- **GIVEN TASK A**
Can you render the entries as a numbered list, from the line with "Note: mark the dense" through the end of the entries, leaving out blank lines?

- **PAGE EXCERPT**
# Broken Switch EKS Tracker



## krte (Sep 21, 2005)

HELP

12 Volt Lighting

I own a Autotrail EKS Tracker, year of manufacture 2006.
Having a problem with the 12 volt angle reading lamps, which are situated under the seating area.
These angle lamps are made of stainless steel, with a stem of about 35mm.
On switching the light on, the small 15mm rocker switch fell apart.
Having taken down the lamp down, found the switch broken.
This switch is a low profile switch with a depth of only of 11mm.
Could anyone help me to obtain either the switch or the complete lamp.

Many thanks Ken


----------



## Alfa_Scud (Sep 27, 2006)

Hiya Ken, 
I'm not sure exactly what type of reading lamp it is but if you look at Olearys *HERE* it may be listed.

Cheers

Edit: just enter spotlight in the search box


----------



## Zebedee (Oct 3, 2007)

Hi Ken

I have closed this thread because it is a duplicate of one you posted in another forum.

http://www.motorhomefacts.com/ftopicp-918988.html#918988

Doing so creates all sorts of confusion, but if you do post in the wrong place you need only ask a Mod and any one of us will move it for you. 

Zeb


----------

(Data items)

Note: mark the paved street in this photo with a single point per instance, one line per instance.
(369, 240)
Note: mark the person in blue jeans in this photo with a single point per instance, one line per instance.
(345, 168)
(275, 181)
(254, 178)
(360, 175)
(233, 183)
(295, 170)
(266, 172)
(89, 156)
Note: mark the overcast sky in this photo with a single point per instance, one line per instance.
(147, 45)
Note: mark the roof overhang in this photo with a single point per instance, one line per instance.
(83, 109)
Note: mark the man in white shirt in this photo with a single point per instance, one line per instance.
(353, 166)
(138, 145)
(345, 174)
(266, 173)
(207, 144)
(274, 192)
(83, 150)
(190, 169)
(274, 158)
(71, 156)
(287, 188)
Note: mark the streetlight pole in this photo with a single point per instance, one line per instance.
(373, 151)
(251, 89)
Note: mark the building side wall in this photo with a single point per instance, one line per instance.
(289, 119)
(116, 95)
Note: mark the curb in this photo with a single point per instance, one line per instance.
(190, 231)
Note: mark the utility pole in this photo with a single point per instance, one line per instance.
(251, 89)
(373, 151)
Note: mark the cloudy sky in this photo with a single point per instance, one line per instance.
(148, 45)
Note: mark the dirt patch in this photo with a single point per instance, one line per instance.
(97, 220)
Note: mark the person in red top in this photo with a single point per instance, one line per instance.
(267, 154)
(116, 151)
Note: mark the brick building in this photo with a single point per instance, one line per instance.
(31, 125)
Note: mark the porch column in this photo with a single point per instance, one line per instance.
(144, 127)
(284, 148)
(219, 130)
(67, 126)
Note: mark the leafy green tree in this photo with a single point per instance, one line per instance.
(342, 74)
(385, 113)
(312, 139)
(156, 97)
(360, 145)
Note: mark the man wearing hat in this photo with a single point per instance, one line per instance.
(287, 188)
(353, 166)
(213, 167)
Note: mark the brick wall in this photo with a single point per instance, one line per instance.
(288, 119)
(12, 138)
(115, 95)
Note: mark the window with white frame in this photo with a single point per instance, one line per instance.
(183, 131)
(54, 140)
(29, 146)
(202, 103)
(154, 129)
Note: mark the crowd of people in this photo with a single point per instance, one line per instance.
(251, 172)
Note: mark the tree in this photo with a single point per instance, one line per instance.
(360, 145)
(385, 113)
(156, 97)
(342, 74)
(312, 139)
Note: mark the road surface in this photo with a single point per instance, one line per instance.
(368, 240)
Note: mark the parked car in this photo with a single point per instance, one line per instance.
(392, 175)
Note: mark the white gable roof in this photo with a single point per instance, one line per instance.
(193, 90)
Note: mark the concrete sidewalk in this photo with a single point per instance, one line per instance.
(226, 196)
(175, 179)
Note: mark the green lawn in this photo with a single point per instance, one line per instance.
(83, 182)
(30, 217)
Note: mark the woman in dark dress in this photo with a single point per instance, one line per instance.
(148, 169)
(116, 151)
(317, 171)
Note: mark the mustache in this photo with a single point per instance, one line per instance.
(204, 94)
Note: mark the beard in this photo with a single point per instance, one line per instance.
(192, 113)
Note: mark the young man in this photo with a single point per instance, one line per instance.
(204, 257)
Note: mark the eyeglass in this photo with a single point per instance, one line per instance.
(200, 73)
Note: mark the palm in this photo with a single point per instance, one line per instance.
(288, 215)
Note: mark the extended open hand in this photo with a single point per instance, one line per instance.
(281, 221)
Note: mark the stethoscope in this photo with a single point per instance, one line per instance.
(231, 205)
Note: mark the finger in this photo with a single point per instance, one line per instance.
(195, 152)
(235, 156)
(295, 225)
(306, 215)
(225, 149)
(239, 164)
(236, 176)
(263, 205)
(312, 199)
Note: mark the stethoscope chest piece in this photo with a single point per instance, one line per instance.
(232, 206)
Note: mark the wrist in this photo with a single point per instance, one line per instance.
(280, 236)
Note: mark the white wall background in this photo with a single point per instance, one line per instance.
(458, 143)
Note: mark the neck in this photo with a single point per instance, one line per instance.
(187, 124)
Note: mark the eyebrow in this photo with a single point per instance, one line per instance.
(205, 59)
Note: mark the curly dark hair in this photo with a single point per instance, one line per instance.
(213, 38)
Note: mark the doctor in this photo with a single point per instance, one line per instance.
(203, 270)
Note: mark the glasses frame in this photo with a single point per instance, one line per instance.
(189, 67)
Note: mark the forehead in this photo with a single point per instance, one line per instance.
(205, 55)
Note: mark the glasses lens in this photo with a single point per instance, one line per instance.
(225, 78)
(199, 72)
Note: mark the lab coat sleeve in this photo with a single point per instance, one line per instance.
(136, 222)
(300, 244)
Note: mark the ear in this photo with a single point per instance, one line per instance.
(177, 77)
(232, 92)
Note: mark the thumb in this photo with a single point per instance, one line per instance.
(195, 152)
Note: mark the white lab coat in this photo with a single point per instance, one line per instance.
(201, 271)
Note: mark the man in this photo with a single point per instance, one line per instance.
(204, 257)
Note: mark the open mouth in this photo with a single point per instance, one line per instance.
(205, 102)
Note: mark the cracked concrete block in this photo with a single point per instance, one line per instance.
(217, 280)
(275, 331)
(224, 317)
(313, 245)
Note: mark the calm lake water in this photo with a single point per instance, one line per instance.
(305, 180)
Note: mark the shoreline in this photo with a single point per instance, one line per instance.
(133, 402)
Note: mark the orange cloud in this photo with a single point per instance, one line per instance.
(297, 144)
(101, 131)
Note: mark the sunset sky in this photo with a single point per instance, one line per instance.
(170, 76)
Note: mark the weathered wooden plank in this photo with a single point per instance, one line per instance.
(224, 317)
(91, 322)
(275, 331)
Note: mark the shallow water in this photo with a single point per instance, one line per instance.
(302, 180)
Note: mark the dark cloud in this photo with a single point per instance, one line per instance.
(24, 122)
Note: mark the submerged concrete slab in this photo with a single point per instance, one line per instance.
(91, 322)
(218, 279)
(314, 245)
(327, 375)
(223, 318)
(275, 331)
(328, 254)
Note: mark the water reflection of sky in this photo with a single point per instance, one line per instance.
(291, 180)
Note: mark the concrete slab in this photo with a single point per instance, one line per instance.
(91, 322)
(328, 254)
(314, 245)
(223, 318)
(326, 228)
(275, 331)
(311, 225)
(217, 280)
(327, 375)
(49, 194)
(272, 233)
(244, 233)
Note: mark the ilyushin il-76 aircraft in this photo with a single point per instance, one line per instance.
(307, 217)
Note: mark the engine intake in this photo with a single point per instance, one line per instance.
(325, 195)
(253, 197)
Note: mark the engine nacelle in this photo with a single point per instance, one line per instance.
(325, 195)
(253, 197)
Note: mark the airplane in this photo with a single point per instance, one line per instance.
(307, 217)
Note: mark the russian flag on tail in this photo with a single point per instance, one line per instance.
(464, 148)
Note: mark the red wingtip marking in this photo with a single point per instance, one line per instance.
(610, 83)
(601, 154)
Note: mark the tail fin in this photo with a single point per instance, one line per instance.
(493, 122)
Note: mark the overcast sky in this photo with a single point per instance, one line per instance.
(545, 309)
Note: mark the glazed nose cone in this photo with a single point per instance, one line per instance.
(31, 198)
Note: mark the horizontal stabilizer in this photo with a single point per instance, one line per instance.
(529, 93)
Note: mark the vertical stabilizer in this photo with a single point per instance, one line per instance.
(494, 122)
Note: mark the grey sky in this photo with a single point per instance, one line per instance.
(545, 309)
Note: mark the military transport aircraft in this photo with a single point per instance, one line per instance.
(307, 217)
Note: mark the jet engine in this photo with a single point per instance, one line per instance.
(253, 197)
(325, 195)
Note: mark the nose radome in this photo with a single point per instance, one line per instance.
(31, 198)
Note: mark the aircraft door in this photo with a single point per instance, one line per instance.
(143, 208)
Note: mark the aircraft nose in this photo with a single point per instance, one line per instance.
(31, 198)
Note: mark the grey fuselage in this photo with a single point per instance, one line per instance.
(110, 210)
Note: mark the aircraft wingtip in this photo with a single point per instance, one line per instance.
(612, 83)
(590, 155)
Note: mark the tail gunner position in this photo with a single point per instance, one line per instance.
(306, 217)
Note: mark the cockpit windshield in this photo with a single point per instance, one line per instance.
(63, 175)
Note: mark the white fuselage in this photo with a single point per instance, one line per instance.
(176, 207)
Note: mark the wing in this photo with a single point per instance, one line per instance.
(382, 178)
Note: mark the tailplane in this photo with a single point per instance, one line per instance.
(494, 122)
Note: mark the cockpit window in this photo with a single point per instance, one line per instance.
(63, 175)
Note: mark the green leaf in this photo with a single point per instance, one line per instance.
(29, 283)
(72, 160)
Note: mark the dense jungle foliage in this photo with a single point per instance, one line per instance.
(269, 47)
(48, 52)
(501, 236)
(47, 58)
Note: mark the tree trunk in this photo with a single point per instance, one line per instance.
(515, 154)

- **GIVEN TASK B**
How would you translate this sentence from the forum thread about the broken lamp switch into Spanish: "These angle lamps are made of stainless steel, with a stem of about 35mm."

- **EXPECTED ANSWER A**
1. Note: mark the dense jungle foliage in this photo with a single point per instance, one line per instance.
2. (269, 47)
3. (48, 52)
4. (501, 236)
5. (47, 58)
6. Note: mark the tree trunk in this photo with a single point per instance, one line per instance.
7. (515, 154)

- **EXPECTED ANSWER B**
Estas lámparas angulares son de acero inoxidable, con un vástago de unos 35 mm.